*Dataset entries*
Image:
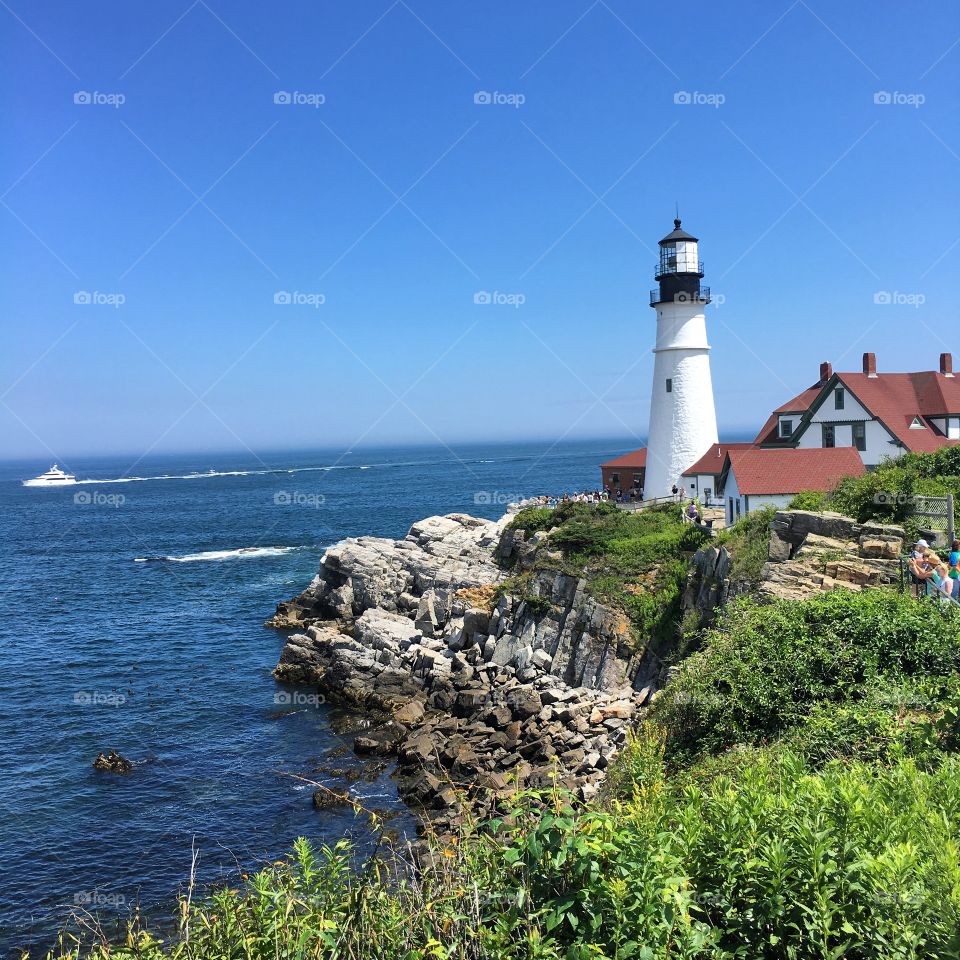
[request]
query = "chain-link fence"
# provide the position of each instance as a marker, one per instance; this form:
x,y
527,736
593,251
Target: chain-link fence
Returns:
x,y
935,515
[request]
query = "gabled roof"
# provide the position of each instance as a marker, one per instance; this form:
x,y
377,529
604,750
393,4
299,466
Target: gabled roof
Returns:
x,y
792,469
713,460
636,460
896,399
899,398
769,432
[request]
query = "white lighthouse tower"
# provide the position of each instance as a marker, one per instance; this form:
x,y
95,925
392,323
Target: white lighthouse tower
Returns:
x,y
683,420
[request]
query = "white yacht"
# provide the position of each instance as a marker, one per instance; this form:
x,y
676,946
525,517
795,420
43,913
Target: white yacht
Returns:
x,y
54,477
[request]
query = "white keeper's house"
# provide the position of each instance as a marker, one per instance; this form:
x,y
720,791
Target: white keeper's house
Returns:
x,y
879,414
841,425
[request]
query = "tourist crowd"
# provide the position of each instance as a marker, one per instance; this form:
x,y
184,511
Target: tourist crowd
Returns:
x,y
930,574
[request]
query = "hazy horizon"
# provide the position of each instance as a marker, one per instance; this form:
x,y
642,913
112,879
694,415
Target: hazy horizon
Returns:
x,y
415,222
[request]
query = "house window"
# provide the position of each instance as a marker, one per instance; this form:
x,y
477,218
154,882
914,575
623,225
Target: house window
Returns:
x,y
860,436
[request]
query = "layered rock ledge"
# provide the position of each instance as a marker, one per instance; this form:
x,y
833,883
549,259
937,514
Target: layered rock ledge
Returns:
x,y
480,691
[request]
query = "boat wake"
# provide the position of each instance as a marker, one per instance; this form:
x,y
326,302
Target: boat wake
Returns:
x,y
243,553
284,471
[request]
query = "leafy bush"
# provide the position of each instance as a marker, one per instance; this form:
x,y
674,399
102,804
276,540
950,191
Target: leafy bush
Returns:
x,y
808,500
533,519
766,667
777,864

---

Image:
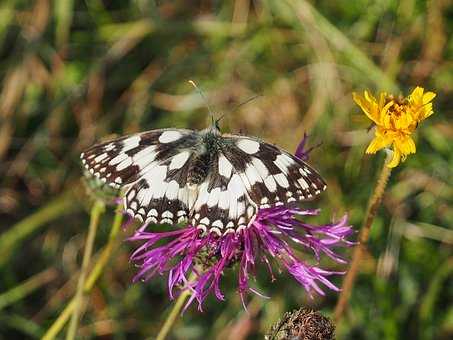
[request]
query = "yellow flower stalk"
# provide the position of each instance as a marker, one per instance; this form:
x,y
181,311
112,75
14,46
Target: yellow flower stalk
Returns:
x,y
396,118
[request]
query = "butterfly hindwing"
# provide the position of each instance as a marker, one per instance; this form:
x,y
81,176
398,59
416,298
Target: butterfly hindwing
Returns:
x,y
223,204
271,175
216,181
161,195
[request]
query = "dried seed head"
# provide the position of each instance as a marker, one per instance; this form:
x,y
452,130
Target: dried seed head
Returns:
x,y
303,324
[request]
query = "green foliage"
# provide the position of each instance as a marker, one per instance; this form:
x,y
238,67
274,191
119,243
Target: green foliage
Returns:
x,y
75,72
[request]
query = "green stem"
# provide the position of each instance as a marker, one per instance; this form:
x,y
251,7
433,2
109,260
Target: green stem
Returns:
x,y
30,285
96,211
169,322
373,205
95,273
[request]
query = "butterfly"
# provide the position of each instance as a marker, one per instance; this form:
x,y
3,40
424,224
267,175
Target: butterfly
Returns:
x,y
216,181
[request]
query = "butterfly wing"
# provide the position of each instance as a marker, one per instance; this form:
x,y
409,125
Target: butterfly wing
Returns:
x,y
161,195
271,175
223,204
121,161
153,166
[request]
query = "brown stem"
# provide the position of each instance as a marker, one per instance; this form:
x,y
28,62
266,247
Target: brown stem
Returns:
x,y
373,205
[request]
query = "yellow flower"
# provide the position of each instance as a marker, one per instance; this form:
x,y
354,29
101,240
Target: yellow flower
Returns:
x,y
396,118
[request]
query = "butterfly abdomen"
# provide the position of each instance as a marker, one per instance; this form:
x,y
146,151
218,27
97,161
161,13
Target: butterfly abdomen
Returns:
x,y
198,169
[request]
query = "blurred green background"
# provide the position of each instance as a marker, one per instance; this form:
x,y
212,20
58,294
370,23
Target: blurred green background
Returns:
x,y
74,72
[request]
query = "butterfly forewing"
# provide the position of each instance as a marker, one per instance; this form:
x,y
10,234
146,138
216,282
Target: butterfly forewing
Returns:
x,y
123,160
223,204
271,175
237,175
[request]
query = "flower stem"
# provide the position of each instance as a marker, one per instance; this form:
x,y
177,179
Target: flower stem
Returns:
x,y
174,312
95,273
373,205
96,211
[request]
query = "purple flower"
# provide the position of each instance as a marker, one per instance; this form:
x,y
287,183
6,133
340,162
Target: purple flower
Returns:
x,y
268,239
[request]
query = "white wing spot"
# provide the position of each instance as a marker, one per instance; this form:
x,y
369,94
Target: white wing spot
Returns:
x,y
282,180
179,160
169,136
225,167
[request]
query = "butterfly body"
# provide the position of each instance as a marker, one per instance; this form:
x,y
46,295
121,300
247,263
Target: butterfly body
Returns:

---

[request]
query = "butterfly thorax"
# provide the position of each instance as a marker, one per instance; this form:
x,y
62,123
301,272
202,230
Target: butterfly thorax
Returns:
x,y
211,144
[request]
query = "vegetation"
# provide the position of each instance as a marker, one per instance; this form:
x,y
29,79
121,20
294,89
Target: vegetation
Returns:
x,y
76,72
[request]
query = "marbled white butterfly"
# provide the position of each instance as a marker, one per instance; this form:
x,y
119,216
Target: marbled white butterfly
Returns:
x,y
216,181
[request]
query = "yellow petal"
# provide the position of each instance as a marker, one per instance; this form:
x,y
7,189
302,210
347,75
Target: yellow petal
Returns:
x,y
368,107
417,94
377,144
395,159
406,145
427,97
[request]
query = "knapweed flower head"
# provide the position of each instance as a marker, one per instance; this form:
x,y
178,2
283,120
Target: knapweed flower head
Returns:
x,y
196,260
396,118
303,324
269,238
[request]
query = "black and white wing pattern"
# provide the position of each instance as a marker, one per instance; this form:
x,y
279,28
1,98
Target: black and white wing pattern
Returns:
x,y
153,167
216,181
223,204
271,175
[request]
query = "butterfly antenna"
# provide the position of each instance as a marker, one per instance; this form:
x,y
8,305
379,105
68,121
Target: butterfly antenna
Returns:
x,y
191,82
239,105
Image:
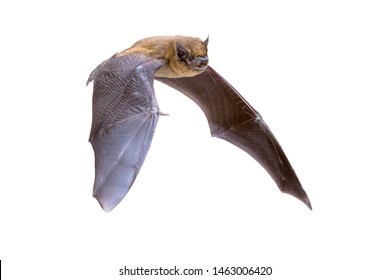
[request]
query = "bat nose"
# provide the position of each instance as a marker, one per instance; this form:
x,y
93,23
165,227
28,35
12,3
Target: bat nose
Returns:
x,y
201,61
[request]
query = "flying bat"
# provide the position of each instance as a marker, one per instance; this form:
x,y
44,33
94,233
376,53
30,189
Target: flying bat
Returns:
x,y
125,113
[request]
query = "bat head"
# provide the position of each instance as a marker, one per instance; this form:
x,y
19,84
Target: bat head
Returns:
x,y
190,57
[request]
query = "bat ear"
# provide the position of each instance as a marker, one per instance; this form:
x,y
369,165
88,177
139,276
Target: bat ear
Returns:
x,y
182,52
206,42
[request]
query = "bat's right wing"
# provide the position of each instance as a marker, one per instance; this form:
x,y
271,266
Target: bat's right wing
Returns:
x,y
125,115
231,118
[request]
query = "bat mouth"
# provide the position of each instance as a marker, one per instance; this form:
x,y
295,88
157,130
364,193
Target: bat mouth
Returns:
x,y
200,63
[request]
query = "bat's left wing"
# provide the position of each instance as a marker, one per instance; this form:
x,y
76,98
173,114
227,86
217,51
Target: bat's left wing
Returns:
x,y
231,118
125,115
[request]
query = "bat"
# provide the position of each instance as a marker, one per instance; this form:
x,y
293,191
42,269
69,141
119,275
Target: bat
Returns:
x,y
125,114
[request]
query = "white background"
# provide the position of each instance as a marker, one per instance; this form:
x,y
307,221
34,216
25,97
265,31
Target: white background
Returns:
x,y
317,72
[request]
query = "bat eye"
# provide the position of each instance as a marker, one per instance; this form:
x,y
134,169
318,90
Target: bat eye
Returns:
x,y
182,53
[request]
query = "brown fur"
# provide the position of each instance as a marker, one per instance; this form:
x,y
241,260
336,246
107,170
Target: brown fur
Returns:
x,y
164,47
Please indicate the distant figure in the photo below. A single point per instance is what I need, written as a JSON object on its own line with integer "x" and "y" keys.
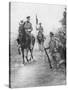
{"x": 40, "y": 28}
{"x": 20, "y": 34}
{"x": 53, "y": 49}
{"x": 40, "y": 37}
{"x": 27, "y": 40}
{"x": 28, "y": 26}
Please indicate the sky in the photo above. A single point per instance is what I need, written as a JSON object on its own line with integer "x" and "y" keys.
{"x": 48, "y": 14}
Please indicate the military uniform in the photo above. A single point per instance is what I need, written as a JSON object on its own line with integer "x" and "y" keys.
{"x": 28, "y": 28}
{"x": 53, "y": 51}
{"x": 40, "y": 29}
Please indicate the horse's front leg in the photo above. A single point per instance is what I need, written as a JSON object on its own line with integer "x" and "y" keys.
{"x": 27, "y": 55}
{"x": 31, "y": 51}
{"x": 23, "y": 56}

*What you should do*
An answer is complete only when it holds every line above containing the string "spot".

*Expected answer*
query = "white wing spot"
Target: white wing spot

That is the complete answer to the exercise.